> **Problem to solve**:
Below are entries. Reproduce exactly the lines between the line holding "Question. Place a dot on every instance of the child's ear" and the line holding "Question. Place a dot on every instance of the sweater", inclusive, and only those.

> **Data for the task**:
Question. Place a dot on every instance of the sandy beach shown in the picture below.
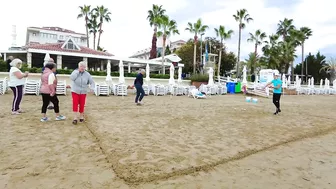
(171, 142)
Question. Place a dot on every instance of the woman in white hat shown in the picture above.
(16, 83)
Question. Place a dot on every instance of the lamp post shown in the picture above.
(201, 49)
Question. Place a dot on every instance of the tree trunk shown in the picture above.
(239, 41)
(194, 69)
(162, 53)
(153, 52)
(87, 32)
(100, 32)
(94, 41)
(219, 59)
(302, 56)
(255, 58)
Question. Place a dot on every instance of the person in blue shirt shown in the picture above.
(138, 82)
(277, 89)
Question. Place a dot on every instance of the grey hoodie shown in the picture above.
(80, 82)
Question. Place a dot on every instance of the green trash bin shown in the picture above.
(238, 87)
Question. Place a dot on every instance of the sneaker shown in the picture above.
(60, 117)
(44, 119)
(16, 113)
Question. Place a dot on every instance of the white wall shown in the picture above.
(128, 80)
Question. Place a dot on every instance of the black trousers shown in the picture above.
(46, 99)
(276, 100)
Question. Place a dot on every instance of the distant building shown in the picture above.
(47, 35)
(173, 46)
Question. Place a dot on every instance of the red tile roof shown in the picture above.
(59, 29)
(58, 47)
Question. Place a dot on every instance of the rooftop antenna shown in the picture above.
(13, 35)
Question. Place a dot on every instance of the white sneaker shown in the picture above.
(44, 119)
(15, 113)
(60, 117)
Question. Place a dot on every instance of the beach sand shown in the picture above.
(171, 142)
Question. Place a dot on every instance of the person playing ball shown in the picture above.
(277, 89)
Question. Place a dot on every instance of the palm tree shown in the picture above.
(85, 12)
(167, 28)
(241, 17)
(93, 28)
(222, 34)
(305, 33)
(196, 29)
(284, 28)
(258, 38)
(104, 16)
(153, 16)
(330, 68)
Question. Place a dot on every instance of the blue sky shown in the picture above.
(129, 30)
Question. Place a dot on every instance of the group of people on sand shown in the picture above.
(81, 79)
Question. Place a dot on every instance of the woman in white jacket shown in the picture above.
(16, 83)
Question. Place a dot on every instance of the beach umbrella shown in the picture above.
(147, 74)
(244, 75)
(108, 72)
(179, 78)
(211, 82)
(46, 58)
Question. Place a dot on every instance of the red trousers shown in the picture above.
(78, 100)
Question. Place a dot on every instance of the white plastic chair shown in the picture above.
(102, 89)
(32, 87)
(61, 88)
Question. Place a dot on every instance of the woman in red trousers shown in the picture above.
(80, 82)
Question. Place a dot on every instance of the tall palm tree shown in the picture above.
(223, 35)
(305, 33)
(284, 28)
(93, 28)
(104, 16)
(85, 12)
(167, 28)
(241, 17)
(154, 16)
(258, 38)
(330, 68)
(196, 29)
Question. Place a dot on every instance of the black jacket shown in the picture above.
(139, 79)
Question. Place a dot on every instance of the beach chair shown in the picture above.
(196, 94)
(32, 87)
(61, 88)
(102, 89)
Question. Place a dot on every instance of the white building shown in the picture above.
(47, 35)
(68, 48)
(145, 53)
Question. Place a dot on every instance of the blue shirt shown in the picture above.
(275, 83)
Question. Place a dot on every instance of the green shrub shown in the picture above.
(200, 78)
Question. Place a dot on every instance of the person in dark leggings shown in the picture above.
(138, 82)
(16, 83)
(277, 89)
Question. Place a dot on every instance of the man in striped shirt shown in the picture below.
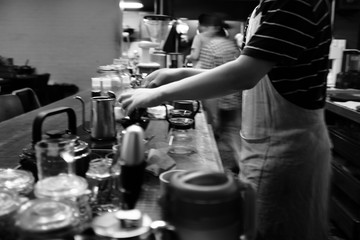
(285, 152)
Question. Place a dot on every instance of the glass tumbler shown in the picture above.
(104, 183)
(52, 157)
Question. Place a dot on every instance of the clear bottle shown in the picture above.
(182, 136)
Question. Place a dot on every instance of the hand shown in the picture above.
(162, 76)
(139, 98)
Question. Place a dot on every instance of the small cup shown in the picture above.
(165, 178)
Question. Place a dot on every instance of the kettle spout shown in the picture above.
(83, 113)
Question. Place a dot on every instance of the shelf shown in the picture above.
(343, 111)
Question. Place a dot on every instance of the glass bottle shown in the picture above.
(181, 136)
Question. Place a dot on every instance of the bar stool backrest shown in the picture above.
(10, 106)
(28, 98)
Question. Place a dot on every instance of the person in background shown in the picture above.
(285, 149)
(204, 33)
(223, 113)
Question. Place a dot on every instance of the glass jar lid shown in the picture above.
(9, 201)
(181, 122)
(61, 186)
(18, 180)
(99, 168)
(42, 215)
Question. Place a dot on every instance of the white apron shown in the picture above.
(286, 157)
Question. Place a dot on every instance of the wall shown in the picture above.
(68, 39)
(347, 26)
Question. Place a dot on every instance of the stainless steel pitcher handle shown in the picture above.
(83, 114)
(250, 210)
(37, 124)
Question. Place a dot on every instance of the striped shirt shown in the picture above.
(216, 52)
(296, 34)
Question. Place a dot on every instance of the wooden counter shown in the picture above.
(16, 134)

* * *

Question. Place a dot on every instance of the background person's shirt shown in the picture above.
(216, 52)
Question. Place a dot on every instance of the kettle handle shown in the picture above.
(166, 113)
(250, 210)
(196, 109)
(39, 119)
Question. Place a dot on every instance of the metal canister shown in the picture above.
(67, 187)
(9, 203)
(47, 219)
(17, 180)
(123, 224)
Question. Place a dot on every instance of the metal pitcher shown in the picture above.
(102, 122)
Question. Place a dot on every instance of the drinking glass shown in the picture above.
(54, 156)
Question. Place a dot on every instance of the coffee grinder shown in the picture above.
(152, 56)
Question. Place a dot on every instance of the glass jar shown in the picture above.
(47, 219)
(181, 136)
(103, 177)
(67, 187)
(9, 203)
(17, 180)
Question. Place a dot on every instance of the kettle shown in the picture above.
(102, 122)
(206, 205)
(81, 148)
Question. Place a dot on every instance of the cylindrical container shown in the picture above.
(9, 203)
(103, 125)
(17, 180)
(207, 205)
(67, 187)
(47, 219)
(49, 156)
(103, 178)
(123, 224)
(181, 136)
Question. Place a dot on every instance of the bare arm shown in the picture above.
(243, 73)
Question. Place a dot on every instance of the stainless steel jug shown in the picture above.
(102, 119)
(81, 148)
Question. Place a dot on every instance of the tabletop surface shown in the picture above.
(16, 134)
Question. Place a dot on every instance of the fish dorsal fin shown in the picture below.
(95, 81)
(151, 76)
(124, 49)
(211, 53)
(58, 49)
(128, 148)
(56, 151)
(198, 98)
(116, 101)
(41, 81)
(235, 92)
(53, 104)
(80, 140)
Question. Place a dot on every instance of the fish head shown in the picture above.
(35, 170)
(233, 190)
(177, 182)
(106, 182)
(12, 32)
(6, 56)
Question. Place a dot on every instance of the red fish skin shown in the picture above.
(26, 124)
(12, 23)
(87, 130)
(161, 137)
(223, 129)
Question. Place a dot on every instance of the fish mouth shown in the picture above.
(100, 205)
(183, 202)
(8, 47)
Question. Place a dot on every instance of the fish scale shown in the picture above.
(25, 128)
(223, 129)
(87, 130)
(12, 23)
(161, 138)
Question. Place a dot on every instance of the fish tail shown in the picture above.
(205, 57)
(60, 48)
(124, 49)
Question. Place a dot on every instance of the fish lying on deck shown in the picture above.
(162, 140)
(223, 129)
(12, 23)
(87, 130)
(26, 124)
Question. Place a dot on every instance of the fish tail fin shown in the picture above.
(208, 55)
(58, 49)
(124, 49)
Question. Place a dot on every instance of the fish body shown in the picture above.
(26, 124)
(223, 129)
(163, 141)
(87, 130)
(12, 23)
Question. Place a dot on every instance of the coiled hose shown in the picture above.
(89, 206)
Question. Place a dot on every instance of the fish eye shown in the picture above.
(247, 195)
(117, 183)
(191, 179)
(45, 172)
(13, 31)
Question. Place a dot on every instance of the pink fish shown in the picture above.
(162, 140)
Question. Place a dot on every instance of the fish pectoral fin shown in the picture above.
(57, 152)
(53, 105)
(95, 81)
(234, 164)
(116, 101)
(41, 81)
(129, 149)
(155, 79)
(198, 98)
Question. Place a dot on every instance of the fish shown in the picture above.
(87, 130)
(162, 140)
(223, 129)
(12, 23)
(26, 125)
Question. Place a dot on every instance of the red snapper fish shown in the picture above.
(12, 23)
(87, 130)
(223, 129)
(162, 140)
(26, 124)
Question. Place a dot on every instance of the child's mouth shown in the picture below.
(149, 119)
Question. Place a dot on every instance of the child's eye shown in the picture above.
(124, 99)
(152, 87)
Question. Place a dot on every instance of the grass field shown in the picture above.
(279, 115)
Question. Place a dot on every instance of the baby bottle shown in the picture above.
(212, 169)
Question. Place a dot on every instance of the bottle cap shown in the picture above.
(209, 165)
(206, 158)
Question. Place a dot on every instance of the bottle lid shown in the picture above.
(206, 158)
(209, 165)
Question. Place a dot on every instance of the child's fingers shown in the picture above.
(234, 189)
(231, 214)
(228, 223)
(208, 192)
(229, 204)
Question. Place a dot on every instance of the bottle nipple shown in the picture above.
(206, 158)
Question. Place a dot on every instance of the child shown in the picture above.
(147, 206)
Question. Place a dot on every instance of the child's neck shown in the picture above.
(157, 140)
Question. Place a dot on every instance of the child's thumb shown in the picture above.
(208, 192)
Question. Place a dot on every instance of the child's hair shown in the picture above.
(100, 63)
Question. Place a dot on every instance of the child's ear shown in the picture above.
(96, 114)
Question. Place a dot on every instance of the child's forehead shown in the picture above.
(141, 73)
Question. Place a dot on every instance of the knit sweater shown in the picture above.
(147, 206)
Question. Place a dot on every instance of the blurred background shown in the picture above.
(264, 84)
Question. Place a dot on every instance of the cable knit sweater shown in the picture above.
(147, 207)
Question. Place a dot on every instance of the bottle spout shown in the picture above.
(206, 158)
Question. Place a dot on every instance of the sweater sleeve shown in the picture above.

---

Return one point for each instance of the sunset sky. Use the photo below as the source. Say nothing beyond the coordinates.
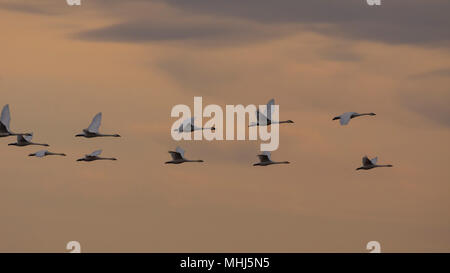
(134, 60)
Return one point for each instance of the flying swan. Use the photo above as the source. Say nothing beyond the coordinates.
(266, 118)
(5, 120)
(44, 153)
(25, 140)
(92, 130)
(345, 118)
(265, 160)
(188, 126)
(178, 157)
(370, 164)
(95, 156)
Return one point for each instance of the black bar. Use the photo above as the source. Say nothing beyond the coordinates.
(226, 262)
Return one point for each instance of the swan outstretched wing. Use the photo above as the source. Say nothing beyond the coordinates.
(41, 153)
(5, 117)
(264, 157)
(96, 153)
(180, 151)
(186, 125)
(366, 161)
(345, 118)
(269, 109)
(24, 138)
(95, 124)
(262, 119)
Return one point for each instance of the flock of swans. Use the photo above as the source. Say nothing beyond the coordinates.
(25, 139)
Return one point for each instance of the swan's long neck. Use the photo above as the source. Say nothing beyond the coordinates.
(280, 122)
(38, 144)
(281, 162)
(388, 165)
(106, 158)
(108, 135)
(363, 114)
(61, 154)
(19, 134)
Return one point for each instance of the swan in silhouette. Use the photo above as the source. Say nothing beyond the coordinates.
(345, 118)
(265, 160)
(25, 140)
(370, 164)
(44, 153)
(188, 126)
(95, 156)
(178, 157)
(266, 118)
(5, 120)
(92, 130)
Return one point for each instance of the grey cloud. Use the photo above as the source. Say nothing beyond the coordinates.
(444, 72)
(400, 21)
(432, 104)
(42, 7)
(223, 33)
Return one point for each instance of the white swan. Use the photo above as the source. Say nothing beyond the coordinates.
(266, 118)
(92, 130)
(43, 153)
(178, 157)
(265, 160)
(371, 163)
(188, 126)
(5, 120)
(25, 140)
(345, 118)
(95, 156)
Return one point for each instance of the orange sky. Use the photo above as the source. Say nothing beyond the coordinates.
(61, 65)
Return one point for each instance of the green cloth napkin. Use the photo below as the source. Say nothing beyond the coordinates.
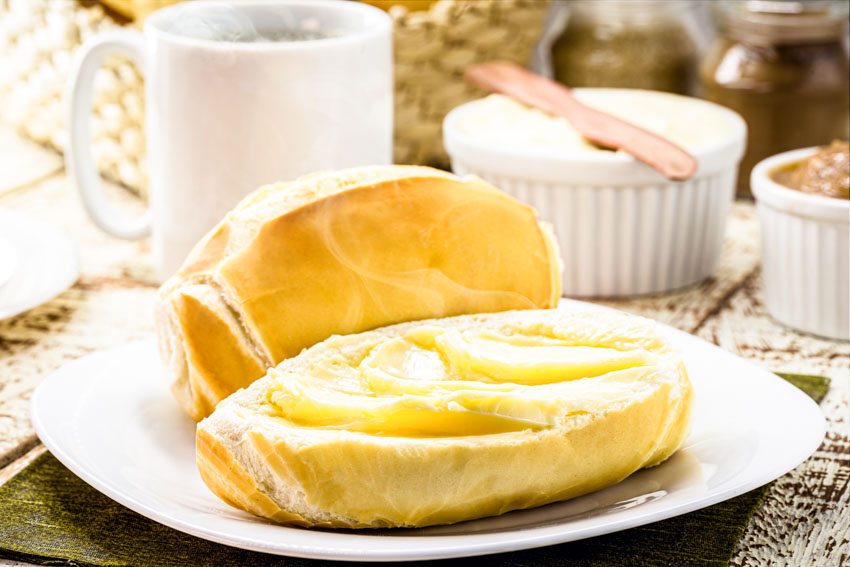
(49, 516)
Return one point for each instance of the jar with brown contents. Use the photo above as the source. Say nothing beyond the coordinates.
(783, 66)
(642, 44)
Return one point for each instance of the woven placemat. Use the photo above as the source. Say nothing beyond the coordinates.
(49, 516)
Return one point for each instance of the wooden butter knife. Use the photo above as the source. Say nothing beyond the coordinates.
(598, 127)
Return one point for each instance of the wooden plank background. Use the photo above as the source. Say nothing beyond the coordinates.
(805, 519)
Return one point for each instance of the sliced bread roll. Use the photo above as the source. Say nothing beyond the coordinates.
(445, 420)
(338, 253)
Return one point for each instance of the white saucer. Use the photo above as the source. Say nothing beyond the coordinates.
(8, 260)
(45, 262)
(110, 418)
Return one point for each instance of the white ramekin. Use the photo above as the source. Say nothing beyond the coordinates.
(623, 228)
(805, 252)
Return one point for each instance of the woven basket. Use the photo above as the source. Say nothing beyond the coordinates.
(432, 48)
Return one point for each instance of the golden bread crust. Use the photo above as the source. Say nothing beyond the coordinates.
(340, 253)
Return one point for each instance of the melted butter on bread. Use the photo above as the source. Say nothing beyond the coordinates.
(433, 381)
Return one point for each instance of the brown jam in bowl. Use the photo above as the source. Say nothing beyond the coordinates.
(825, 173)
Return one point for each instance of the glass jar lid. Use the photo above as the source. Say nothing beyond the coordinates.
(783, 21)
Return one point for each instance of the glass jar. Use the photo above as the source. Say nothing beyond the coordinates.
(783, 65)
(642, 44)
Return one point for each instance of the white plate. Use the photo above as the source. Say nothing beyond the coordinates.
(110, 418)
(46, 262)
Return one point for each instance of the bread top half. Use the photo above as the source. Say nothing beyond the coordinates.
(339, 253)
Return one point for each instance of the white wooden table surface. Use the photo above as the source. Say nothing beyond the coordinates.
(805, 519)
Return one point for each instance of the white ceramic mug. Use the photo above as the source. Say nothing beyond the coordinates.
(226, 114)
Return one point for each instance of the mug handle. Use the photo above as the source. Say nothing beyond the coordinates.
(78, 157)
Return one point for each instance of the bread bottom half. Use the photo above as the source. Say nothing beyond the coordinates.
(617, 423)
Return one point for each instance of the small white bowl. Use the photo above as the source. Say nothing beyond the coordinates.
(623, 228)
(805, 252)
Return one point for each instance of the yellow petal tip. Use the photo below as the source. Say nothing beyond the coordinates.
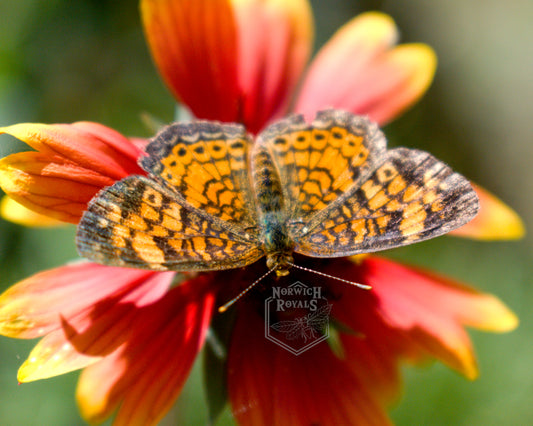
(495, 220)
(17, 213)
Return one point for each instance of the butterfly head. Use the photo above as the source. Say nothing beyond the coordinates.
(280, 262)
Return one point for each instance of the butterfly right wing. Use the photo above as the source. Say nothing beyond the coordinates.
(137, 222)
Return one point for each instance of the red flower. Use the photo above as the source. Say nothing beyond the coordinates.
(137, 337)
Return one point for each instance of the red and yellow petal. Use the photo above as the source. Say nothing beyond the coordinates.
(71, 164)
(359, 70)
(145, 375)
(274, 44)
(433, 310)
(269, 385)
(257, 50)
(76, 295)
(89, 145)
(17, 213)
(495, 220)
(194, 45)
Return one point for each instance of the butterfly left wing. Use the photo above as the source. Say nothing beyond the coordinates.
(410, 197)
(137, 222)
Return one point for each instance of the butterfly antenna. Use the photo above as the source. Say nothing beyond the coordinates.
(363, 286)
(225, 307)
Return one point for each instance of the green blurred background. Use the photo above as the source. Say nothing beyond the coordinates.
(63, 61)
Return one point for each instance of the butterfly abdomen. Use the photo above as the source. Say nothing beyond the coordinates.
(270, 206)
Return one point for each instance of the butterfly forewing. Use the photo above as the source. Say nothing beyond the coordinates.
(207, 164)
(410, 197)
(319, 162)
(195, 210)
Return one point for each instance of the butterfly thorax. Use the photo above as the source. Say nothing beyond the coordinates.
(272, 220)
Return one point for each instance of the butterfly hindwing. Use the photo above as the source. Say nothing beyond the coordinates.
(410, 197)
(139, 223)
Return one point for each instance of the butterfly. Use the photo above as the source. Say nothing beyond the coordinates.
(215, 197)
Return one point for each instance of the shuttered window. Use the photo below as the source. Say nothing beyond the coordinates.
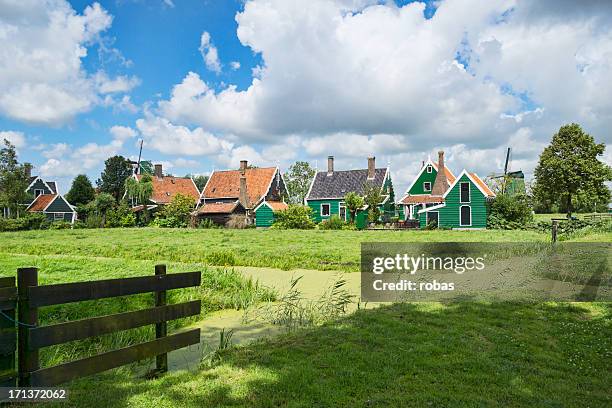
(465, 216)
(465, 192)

> **Your response**:
Question. Place a dot on every instance of the child's ear shown in the picture above.
(96, 114)
Question. Place a dot on every instance of the child's forehead shown in the picture above.
(141, 73)
Question. Place a dot on every instance of the knit sweater shown in the picture above.
(147, 206)
Question. Place a dot on every instance of the blurred background shown in the picture above.
(264, 84)
Question. Place a dot on every instance of the cable knit sweater shown in the picture above.
(147, 207)
Question. Place a dot on every instance of the bottle spout shown in the picture above.
(206, 158)
Question. Place a dot on every instance of the sweater sleeve shown in the picture above.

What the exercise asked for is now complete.